● **SET EXERCISE**
Format the lines of the items below as a JSON list of strings, one string per line and no blank lines, taking only the part that starts with the line containing "out the eyebrow" and ends with the line containing "[(237, 13)]", both lines included.

Dataset entries
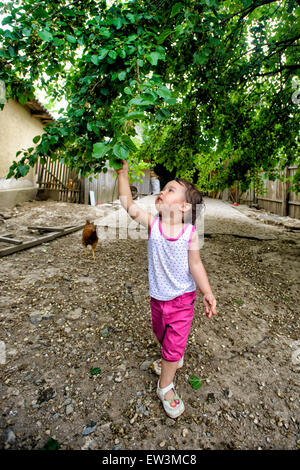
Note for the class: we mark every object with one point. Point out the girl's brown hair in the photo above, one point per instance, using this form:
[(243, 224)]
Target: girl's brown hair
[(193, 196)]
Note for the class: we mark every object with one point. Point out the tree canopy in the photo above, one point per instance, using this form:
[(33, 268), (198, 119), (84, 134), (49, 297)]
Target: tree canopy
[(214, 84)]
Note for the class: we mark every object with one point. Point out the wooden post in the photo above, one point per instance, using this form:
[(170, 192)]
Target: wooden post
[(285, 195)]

==

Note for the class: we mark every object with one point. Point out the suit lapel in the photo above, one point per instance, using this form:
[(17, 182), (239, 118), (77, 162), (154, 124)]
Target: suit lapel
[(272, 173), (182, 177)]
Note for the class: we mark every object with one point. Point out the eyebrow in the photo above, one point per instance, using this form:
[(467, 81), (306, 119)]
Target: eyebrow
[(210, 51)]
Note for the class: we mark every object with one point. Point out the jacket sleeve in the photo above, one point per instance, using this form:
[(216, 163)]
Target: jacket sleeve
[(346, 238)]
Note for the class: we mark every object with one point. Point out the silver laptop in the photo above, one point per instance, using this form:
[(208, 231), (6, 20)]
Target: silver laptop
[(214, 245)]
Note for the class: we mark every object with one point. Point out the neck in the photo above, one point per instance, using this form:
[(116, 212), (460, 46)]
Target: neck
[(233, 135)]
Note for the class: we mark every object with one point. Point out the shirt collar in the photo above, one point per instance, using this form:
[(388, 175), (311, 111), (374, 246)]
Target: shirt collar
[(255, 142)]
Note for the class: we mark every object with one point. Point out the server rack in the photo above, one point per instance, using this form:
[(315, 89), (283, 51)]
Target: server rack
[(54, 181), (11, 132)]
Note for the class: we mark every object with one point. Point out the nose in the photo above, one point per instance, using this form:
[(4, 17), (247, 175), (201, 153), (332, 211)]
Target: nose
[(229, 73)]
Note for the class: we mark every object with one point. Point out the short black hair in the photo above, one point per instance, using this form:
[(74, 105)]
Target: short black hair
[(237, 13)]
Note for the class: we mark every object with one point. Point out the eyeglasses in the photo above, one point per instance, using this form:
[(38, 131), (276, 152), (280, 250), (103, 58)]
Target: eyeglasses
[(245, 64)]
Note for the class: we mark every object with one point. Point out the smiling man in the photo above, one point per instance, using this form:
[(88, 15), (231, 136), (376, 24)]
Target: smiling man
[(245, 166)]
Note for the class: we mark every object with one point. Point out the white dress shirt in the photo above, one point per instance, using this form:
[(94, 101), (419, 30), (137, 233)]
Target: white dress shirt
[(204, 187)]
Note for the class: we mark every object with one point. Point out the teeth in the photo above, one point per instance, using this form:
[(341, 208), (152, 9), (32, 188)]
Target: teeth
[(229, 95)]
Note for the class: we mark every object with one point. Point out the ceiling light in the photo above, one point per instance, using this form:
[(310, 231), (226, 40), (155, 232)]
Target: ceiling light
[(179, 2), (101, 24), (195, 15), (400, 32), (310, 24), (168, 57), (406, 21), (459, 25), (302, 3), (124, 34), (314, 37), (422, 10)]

● **EXERCISE RESPONSE**
[
  "Note for the class: we mark every object with one point. Point out the eyebrow in the photo above, one point per instance, using this form:",
  "[(467, 81), (306, 119)]",
  "Target: eyebrow",
  "[(210, 51)]",
  "Note for the class: we mark every object with one point. Point out the jacket sleeve in the photo above, one point per instance, using this form:",
  "[(216, 163)]",
  "Target: jacket sleeve",
  "[(346, 238)]",
  "Note for the class: we mark every object with one point. Point out the silver laptop in the photo above, one point per instance, using this form:",
  "[(208, 231), (6, 20)]",
  "Target: silver laptop",
  "[(214, 245)]",
  "Note for the class: we mark every object with one point. Point out the neck in the photo above, one point per instance, using this form:",
  "[(116, 212), (460, 46)]",
  "Target: neck",
  "[(233, 135)]",
  "Note for the class: we mark every object with one point. Point out the shirt collar in the photo above, one point per instance, using this form:",
  "[(388, 175), (311, 111), (374, 246)]",
  "Target: shirt collar",
  "[(255, 142)]",
  "Note for the class: we mark every object with one point. Point out the server rack in the photo above, one point per instance, using this form:",
  "[(315, 89), (283, 51)]",
  "Target: server rack",
  "[(54, 181), (11, 132)]",
  "Note for the class: we mark every object with one point. Point out the nose in the photo above, one point per instance, using this form:",
  "[(4, 17), (247, 175), (201, 153), (332, 211)]",
  "Target: nose",
  "[(229, 73)]",
  "Note for the class: we mark every object with one point. Point out the short black hair in the photo above, one point per instance, using this form:",
  "[(74, 105)]",
  "Target: short black hair",
  "[(237, 13)]"
]